:: Supplied records ::

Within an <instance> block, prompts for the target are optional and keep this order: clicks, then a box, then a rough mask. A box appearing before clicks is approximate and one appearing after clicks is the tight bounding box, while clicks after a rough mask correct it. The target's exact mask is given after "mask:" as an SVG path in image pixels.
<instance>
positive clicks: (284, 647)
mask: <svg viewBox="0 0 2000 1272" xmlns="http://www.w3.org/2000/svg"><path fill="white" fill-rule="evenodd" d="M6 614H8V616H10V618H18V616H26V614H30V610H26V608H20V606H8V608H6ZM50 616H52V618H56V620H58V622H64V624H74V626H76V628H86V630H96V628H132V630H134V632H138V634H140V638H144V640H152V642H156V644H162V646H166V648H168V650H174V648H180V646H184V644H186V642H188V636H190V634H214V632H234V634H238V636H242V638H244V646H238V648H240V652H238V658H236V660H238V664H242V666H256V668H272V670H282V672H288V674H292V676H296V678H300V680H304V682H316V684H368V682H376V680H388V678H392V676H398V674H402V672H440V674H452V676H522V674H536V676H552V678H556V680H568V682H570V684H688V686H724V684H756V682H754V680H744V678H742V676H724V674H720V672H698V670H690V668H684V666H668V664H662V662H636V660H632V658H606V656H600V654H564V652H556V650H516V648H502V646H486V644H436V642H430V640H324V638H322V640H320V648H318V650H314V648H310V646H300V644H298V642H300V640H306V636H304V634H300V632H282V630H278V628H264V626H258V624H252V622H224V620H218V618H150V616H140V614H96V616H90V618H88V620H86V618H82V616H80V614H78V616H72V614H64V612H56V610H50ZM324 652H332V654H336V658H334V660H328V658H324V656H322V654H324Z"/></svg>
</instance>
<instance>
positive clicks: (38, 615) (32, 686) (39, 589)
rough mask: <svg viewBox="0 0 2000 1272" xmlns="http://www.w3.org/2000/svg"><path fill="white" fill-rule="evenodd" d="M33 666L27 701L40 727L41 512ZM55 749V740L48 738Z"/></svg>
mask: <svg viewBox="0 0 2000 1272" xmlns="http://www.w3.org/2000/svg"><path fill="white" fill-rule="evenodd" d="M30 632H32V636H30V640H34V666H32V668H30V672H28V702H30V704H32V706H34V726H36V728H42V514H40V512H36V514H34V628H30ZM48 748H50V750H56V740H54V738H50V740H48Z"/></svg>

:::

▶ _Your assignment_: Collect the complete line wherever the string "instance" appears in the records.

▶ _Task response_:
Within an <instance> block, prompts for the target are optional and keep this order: clicks, then a box, then a rough mask. A box appearing before clicks is approximate and one appearing after clicks is the tight bounding box, while clicks after a rough mask correct it. The target's exact mask is given after "mask:" as an SVG path in image pixels.
<instance>
</instance>
<instance>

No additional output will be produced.